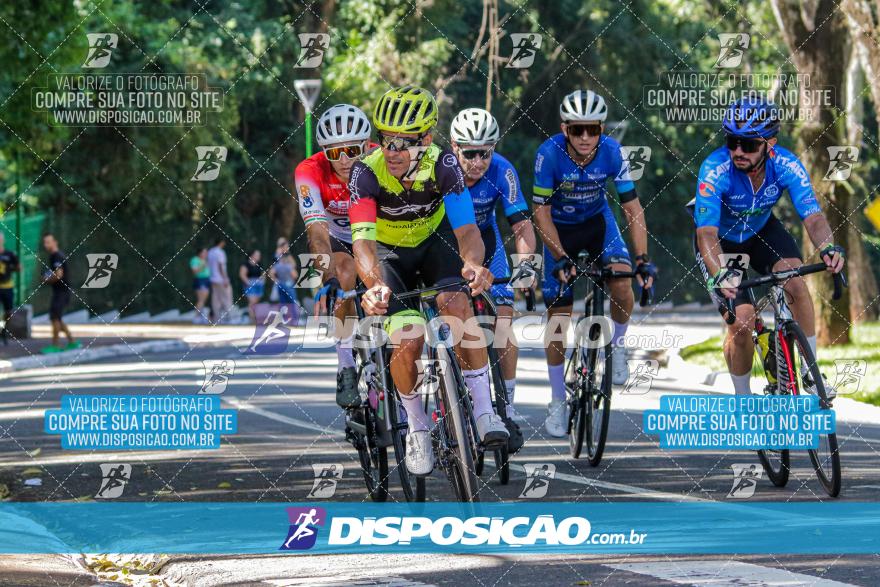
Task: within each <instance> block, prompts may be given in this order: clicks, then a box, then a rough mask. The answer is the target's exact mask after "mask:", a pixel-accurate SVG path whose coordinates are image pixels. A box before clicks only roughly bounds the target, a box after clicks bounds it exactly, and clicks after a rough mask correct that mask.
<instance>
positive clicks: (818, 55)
mask: <svg viewBox="0 0 880 587" xmlns="http://www.w3.org/2000/svg"><path fill="white" fill-rule="evenodd" d="M772 7H773V13H774V15H775V16H776V20H777V22H778V24H779V29H780V31H781V33H782V38H783V39H784V40H785V43H786V45H787V46H788V49H789V51H790V52H791V61H792V63H793V64H794V66H795V68H796V69H797V71H798V73H800V74H802V75H808V76H809V80H810V81H809V86H810V88H821V87H826V88H827V87H830V88H837V91H836V92H831V94H832V96H831V98H832V104H830V105H827V106H826V105H821V104H820V103H818V102H813V103H810V102H807V101H805V100H804V98H805V97H806V94H805V92H807V91H808V89H807V88H806V87H804V86H801V88H800V91H801V101H800V104H799V108H800V114H801V116H802V118H801V119H802V120H805V122H803V124H801V126H800V128H799V129H798V134H797V138H798V147H799V151H800V156H801V158H802V160H803V161H804V164H805V165H806V167H807V169H808V170H809V171H810V176H811V179H812V182H813V187H814V189H815V191H816V195H817V197H818V198H819V201H820V203H821V204H822V207H823V210H824V211H825V215H826V216H827V217H828V222H829V223H830V224H831V229H832V230H833V231H834V235H835V239H836V242H837V243H838V244H840V245H842V246H844V247H845V248H846V249H847V250H849V251H853V250H854V249H856V248H857V247H858V248H860V247H861V246H862V244H861V241H859V240H854V239H852V238H851V231H850V230H849V217H850V215H851V212H852V198H851V194H850V191H849V190H847V189H845V187H843V186H841V185H840V184H839V183H838V182H829V181H823V176H824V172H825V170H827V168H828V147H832V146H835V145H844V144H846V136H845V128H846V127H845V124H844V119H843V118H842V117H844V116H845V115H846V114H845V113H846V110H847V107H846V101H845V97H844V96H842V95H841V93H842V91H841V89H842V88H844V87H845V86H846V75H847V65H848V62H849V58H850V49H849V34H848V31H847V28H846V22H845V21H844V16H843V14H842V13H841V12H840V11H839V10H838V9H837V8H838V6H837V4H836V3H835V2H834V1H833V0H819V1H818V2H815V3H809V4H804V3H802V2H799V1H795V0H772ZM829 106H830V107H829ZM804 249H805V252H806V253H808V255H807V256H808V257H813V258H815V257H816V255H815V250H814V249H813V247H812V244H811V243H810V242H809V238H808V237H806V236H805V237H804ZM830 281H831V280H830V279H828V278H827V277H826V276H825V275H824V274H820V275H819V277H818V278H815V279H813V280H812V284H811V285H812V287H811V291H812V292H813V303H814V306H815V308H816V318H817V324H816V325H817V330H816V335H817V338H818V341H819V342H820V343H822V344H846V343H848V342H849V336H850V327H851V325H852V322H851V320H850V310H849V292H848V290H844V293H843V296H842V297H841V299H840V300H836V301H835V300H832V299H831V297H832V296H831V284H830Z"/></svg>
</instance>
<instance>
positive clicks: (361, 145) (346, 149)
mask: <svg viewBox="0 0 880 587" xmlns="http://www.w3.org/2000/svg"><path fill="white" fill-rule="evenodd" d="M363 153H364V147H363V145H345V146H342V147H327V148H326V149H324V154H325V155H326V156H327V159H329V160H330V161H339V159H341V158H342V155H343V154H344V155H345V156H346V157H348V158H349V159H354V158H356V157H360V156H361V155H362V154H363Z"/></svg>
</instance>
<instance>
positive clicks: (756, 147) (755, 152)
mask: <svg viewBox="0 0 880 587" xmlns="http://www.w3.org/2000/svg"><path fill="white" fill-rule="evenodd" d="M763 144H764V139H741V138H739V137H734V136H728V137H727V148H728V149H729V150H731V151H736V147H737V145H739V147H740V148H741V149H742V151H743V153H757V152H758V149H760V148H761V145H763Z"/></svg>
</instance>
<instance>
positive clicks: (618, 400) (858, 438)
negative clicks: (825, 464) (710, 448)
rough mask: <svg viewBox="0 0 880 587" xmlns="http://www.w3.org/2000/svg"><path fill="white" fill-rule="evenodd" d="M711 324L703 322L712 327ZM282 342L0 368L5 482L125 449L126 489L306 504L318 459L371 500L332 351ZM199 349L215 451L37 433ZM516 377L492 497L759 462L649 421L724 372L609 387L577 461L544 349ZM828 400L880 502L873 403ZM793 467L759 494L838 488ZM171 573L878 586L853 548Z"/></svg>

#### WORK TO BE COMPLETED:
Copy every line of the rows above that contains the string "positive". Matching is case-sensitive.

#### THE ANSWER:
positive clicks: (818, 55)
positive clicks: (361, 145) (346, 149)
positive clicks: (756, 147) (755, 152)
positive clicks: (618, 400) (858, 438)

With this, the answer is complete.